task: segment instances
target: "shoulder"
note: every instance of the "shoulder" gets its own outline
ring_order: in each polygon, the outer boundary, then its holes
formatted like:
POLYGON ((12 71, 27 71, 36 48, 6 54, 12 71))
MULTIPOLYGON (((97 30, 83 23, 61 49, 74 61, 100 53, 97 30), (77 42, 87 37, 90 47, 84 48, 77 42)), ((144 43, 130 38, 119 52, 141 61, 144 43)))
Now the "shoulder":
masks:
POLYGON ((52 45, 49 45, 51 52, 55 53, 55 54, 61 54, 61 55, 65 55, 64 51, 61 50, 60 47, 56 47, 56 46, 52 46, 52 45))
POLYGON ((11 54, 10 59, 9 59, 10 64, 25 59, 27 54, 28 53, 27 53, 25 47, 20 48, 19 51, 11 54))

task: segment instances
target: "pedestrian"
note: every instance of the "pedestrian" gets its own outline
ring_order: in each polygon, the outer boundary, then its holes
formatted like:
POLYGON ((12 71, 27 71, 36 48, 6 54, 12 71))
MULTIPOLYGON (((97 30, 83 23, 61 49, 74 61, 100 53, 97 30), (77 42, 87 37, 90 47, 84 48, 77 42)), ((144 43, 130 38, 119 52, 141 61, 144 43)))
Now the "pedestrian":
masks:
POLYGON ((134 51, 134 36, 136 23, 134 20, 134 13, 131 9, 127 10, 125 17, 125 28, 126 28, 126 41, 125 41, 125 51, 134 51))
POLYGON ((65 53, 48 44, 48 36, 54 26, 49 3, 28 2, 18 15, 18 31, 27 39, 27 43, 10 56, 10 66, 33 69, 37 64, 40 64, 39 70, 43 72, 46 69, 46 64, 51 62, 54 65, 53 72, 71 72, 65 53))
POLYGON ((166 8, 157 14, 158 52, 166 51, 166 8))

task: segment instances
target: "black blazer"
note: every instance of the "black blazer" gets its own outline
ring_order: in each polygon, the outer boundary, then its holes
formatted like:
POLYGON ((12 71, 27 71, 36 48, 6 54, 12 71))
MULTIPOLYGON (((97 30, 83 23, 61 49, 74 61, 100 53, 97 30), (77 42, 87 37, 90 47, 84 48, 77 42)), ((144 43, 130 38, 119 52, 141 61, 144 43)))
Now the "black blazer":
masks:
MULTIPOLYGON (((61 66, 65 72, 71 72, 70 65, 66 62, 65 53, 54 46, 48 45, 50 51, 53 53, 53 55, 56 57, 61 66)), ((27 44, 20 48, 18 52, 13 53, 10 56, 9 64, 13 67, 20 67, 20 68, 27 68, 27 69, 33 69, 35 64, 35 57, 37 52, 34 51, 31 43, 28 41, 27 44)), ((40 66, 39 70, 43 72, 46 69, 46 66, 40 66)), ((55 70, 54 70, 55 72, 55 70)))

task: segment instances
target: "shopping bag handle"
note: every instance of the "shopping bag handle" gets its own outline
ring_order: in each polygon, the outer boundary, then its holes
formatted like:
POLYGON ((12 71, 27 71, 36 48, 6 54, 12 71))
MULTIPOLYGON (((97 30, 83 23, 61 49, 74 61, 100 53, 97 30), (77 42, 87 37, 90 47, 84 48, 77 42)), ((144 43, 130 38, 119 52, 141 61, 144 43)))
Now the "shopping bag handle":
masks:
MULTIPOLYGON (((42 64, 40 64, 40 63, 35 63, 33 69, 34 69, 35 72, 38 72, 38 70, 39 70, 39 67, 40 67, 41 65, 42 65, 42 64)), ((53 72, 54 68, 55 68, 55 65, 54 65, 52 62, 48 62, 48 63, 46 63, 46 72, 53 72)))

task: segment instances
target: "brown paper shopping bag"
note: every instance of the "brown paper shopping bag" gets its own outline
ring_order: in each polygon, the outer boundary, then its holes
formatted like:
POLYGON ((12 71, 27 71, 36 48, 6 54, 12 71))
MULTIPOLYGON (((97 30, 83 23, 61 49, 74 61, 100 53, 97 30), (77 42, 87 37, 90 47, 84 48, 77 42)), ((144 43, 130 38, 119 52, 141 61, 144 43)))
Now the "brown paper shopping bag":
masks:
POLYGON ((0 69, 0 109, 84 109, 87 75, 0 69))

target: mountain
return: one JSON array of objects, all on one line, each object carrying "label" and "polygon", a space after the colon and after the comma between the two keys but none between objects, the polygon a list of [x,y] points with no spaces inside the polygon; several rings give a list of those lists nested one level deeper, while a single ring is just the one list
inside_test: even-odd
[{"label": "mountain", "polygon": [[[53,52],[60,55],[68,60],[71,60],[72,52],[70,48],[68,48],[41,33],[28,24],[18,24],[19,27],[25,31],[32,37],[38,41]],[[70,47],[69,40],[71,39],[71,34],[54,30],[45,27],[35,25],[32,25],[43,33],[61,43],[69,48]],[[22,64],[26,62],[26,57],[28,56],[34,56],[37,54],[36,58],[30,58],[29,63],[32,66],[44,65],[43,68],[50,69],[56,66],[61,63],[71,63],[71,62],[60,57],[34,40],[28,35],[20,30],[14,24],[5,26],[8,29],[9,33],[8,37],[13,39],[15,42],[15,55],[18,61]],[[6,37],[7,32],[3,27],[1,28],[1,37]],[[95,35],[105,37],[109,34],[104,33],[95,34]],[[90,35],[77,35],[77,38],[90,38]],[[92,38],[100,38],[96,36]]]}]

━━━━

Job →
Copy all of the rows above, substituting "category" for each occurrence of "target" and keeping everything else the same.

Exercise answer →
task: segment instances
category: "shoulder"
note: every instance of the "shoulder" gets its own outline
ring_order: in each polygon, the outer boundary, then its holes
formatted like:
POLYGON ((12 71, 27 71, 36 48, 6 54, 12 71))
MULTIPOLYGON (((97 30, 83 23, 61 49, 74 61, 100 53, 97 30), (77 42, 87 37, 90 47, 84 48, 77 42)), ((144 43, 130 38, 119 52, 141 61, 144 43)))
Now the "shoulder":
masks:
POLYGON ((52 45, 49 45, 51 52, 55 53, 55 54, 61 54, 61 55, 65 55, 64 51, 61 50, 60 47, 56 47, 56 46, 52 46, 52 45))
POLYGON ((11 54, 10 59, 9 59, 10 64, 25 59, 27 54, 28 53, 27 53, 25 47, 20 48, 19 51, 11 54))

task: segment instances
category: "pedestrian"
note: every instance of the "pedestrian" gets its own outline
ring_order: in each polygon, the outer boundary, then its holes
formatted like:
POLYGON ((12 71, 27 71, 36 48, 6 54, 12 71))
MULTIPOLYGON (((97 30, 83 23, 61 49, 74 61, 100 53, 97 30), (77 42, 87 37, 90 47, 84 48, 77 42)), ((144 43, 130 38, 119 52, 141 61, 144 43)))
Now the "pedestrian":
masks:
POLYGON ((134 51, 134 36, 136 23, 134 20, 134 13, 131 9, 127 10, 125 17, 125 28, 126 28, 126 41, 125 41, 125 51, 134 51))
POLYGON ((65 53, 48 44, 48 36, 54 26, 49 3, 28 2, 18 15, 18 31, 27 39, 27 43, 10 56, 10 66, 33 69, 37 64, 40 64, 39 70, 43 72, 46 69, 46 64, 51 62, 54 65, 53 72, 71 72, 65 53))
POLYGON ((166 8, 157 14, 158 52, 166 51, 166 8))

task: segment instances
category: "black blazer"
note: every instance of the "black blazer" gets its own outline
ring_order: in each polygon, the outer boundary, then its holes
formatted like:
POLYGON ((12 71, 27 71, 36 48, 6 54, 12 71))
MULTIPOLYGON (((97 30, 83 23, 61 49, 74 61, 100 53, 97 30), (77 42, 87 37, 90 47, 84 48, 77 42)), ((144 43, 130 38, 119 52, 141 61, 144 43)))
Now the "black blazer":
masks:
MULTIPOLYGON (((61 66, 65 72, 71 72, 70 65, 66 62, 65 53, 54 46, 48 45, 50 51, 53 53, 53 55, 56 57, 61 66)), ((27 44, 20 48, 18 52, 13 53, 10 56, 9 64, 13 67, 20 67, 20 68, 27 68, 27 69, 33 69, 35 64, 35 57, 37 52, 34 51, 31 43, 28 41, 27 44)), ((40 66, 39 70, 43 72, 46 69, 46 66, 40 66)), ((55 70, 54 70, 55 72, 55 70)))

task: segment instances
category: "shopping bag handle"
note: every instance of the "shopping bag handle" gets its own outline
ring_order: in each polygon, the outer boundary, then its holes
formatted like:
POLYGON ((12 71, 27 71, 36 48, 6 54, 12 71))
MULTIPOLYGON (((97 30, 83 23, 61 49, 74 61, 100 53, 97 30), (77 42, 87 37, 90 47, 84 48, 77 42)), ((144 43, 130 38, 119 52, 141 61, 144 43)))
Now the "shopping bag handle":
masks:
MULTIPOLYGON (((42 64, 40 64, 40 63, 35 63, 33 69, 34 69, 35 72, 38 72, 38 70, 39 70, 39 67, 40 67, 41 65, 42 65, 42 64)), ((53 72, 54 68, 55 68, 55 65, 54 65, 52 62, 48 62, 48 63, 46 63, 46 72, 53 72)))

task: segment instances
category: "brown paper shopping bag"
note: every instance of the "brown paper shopping bag" gets its own outline
ring_order: in each polygon, the outer boundary, then its holes
formatted like:
POLYGON ((12 71, 27 71, 36 48, 6 54, 12 71))
MULTIPOLYGON (((97 30, 83 23, 61 49, 74 61, 100 53, 97 30), (77 42, 87 37, 90 47, 84 48, 77 42)), ((144 43, 130 38, 119 52, 141 61, 144 43)))
Now the "brown paper shopping bag":
masks:
POLYGON ((0 69, 0 109, 84 109, 87 75, 0 69))

category: mountain
return: one JSON array of objects, all on one line, each object carrying "label" and "polygon", a space after the colon and after the comma between the two keys but none between objects, the polygon a list of [x,y] points with no spaces inside the polygon; several rings give a list of those lists nested one level deeper, while a single ring is just the one list
inside_test: even-odd
[{"label": "mountain", "polygon": [[[53,52],[60,55],[68,60],[71,60],[72,52],[70,48],[68,48],[41,33],[28,24],[18,24],[19,27],[25,31],[32,37],[38,41]],[[70,47],[69,40],[71,39],[71,34],[54,30],[45,27],[35,25],[32,25],[43,33],[61,43],[69,48]],[[22,64],[26,62],[26,57],[28,56],[34,56],[37,54],[36,58],[30,58],[29,63],[32,66],[44,65],[43,68],[50,69],[56,66],[61,63],[71,63],[71,62],[60,57],[34,40],[28,35],[20,30],[14,24],[5,26],[8,29],[9,33],[8,37],[13,39],[15,42],[15,55],[18,61]],[[6,37],[7,32],[3,27],[1,28],[1,37]],[[95,35],[105,37],[109,34],[104,33],[95,34]],[[90,35],[77,35],[77,38],[90,38]],[[92,38],[100,38],[96,36]]]}]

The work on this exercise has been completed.